Page extract:
_ _ _ _
Trust as the Basis for Assessment of Clinical Trainees in the Workplace: Optimizing Supervision, Learning and Fairness
Dr. Karen Hauer
Date: Wednesday, February 20, 2019
Time: 12:00pm to 1:30pm (feel free to bring a bagged lunch)
Locations:
- DHCC 2267 (host venue)
- IRC 305
- RJH CA 120
- NHSC 9-374
Remote:
- Additional locations are available. Please email ches.communications@ubc.ca to request an additional site.
Abstract
Trust facilitates trainees’ active roles in the clinical workplace and can serve as the basis for assessment in medical education. This presentation will explore the concept of trust from the supervisor, learner, and program perspectives. Supervisors accept a certain amount of vulnerability in allowing trainees to conduct clinical care with varying degrees of supervision. The factors that inform decisions about trust and the literature supporting their contributions to trust provide guidance in the form of design principles on how to structure learning and assessment to facilitate entrustment decisions. Trust is optimized within the context of longitudinal relationships so that opportunities to earn trust guide learning activities, and the associated assessment activities carry meaning for learners. That is, learners should appreciate the rationale for an assessment, identify connections to their current learning, and see how the results of the assessment will influence their future learning and performance. In addition to a strong theoretical framing, an assessment system based on trust also demands rigorous attention to buy-in and feasibility within an educational program as a whole. Educators and learners within a training program must comprehend and agree that the assessment system measures the construct it is intended to measure. Group decision-making offers the opportunity for programs to shift from judgments of competence that are implicit and default to a more developmental orientation informed by evidence. Trust can enhance the fairness of an assessment system, which entails consideration of the clarity of expectations, learning and feedback opportunities, and equity.
_ _ _ _
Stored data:
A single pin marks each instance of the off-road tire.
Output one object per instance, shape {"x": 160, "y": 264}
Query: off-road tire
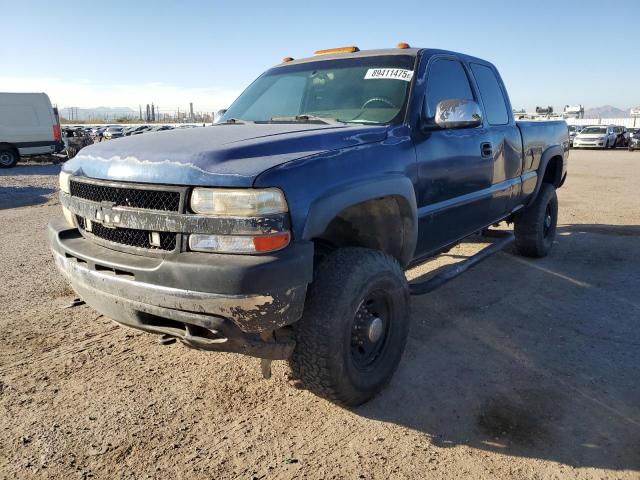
{"x": 322, "y": 361}
{"x": 8, "y": 157}
{"x": 533, "y": 237}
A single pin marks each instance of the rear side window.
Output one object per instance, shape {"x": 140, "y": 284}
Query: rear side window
{"x": 494, "y": 103}
{"x": 447, "y": 80}
{"x": 19, "y": 115}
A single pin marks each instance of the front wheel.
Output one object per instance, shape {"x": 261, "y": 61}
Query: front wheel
{"x": 535, "y": 228}
{"x": 354, "y": 328}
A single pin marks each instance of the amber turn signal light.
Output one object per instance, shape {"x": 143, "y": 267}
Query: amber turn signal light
{"x": 269, "y": 243}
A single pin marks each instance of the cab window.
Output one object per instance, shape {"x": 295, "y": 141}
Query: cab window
{"x": 446, "y": 80}
{"x": 495, "y": 105}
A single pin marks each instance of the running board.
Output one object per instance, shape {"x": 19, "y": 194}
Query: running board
{"x": 504, "y": 239}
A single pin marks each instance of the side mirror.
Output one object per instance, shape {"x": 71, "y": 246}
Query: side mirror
{"x": 219, "y": 114}
{"x": 456, "y": 113}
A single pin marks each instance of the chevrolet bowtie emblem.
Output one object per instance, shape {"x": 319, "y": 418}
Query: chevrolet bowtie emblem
{"x": 106, "y": 216}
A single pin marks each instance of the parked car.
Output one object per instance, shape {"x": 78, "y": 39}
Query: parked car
{"x": 282, "y": 232}
{"x": 114, "y": 132}
{"x": 622, "y": 136}
{"x": 597, "y": 136}
{"x": 161, "y": 128}
{"x": 28, "y": 126}
{"x": 137, "y": 130}
{"x": 573, "y": 131}
{"x": 634, "y": 139}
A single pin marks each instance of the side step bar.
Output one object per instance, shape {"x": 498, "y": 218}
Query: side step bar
{"x": 504, "y": 239}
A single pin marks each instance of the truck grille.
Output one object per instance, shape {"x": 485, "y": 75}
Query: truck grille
{"x": 129, "y": 236}
{"x": 165, "y": 200}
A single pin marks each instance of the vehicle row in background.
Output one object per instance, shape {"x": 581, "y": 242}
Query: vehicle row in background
{"x": 602, "y": 136}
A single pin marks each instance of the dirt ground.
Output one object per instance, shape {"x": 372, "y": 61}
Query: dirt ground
{"x": 525, "y": 369}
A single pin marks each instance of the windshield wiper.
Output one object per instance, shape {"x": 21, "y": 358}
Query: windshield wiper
{"x": 362, "y": 122}
{"x": 232, "y": 121}
{"x": 304, "y": 118}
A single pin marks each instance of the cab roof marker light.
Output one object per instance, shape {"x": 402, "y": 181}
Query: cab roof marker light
{"x": 337, "y": 50}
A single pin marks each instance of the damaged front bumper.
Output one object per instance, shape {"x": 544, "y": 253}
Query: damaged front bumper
{"x": 234, "y": 303}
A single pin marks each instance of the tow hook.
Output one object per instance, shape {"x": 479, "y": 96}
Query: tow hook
{"x": 265, "y": 367}
{"x": 166, "y": 340}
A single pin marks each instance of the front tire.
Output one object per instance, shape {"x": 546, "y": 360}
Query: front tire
{"x": 8, "y": 158}
{"x": 535, "y": 228}
{"x": 354, "y": 327}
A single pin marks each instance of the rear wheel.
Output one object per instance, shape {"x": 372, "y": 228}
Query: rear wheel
{"x": 535, "y": 228}
{"x": 8, "y": 157}
{"x": 354, "y": 328}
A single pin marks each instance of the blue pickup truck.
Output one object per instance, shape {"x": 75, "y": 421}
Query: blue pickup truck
{"x": 283, "y": 231}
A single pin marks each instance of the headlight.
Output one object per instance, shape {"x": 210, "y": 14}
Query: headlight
{"x": 236, "y": 202}
{"x": 64, "y": 181}
{"x": 238, "y": 244}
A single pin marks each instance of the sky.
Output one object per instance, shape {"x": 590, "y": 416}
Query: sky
{"x": 125, "y": 53}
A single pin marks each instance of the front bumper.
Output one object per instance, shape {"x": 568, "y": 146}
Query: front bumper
{"x": 589, "y": 144}
{"x": 209, "y": 301}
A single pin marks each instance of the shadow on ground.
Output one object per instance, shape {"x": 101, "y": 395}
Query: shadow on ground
{"x": 531, "y": 357}
{"x": 30, "y": 169}
{"x": 12, "y": 197}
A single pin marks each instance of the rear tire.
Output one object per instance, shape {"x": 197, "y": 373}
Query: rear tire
{"x": 535, "y": 228}
{"x": 8, "y": 157}
{"x": 354, "y": 327}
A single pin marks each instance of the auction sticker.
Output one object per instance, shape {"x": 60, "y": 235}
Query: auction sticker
{"x": 389, "y": 73}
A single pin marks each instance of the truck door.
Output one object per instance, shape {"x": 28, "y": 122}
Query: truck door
{"x": 455, "y": 166}
{"x": 505, "y": 140}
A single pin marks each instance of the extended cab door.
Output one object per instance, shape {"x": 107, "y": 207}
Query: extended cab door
_ _ _ _
Requirement 1:
In the seminar announcement on trust-based assessment, which location is listed as the host venue?
Requirement 2:
Condense the abstract paragraph of the seminar announcement on trust-based assessment, beginning "Trust facilitates trainees’ active roles", into a bulleted list of its main points.
Requirement 3:
Proceed with the seminar announcement on trust-based assessment of clinical trainees, writing on from the sentence that ends "and equity."

Exercise response 1:
DHCC 2267

Exercise response 2:
- Trust supports trainees' active roles in the clinical workplace and can ground assessment in medical education.
- The talk examines trust from supervisor, learner, and program perspectives.
- Supervisors accept some vulnerability when letting trainees provide care under varying supervision.
- Factors shaping trust decisions, and the supporting literature, yield design principles for structuring learning and assessment around entrustment.
- Trust works best in longitudinal relationships, where chances to earn trust guide learning and assessments are meaningful to learners.
- Learners should understand why an assessment is done, how it links to current learning, and how results shape future learning and performance.
- A trust-based system needs strong theory plus program-wide buy-in and feasibility, with educators and learners agreeing it measures the intended construct.
- Group decision-making lets programs move from implicit, default competence judgments to a developmental, evidence-informed approach.
- Trust can improve fairness through clear expectations, learning and feedback opportunities, and equity.

Exercise response 3:
Biography
Dr. Karen Hauer is Associate Dean for Assessment and Professor of Medicine at the University of California, San Francisco (UCSF). She designs and leads the program of assessment in the UCSF School of Medicine Bridges curriculum and directs the School’s medical student coaching program. She is an active researcher in medical education and a research mentor for fellows, residents and students, with a focus on competency-based medical education, learner assessment, coaching and remediation. In 2015, she completed a PhD in Medical Education through a joint program with UCSF and the University of Utrecht in the Netherlands. She is active on leadership committees with the National Board of Medical Examiners and is past president of the Clerkship Directors in Internal Medicine national organization. She earned her undergraduate degree at Stanford University, and then completed medical school, internal medicine residency, and chief residency at UCSF. She is a practicing general internist in primary care. She is married and has 3 children.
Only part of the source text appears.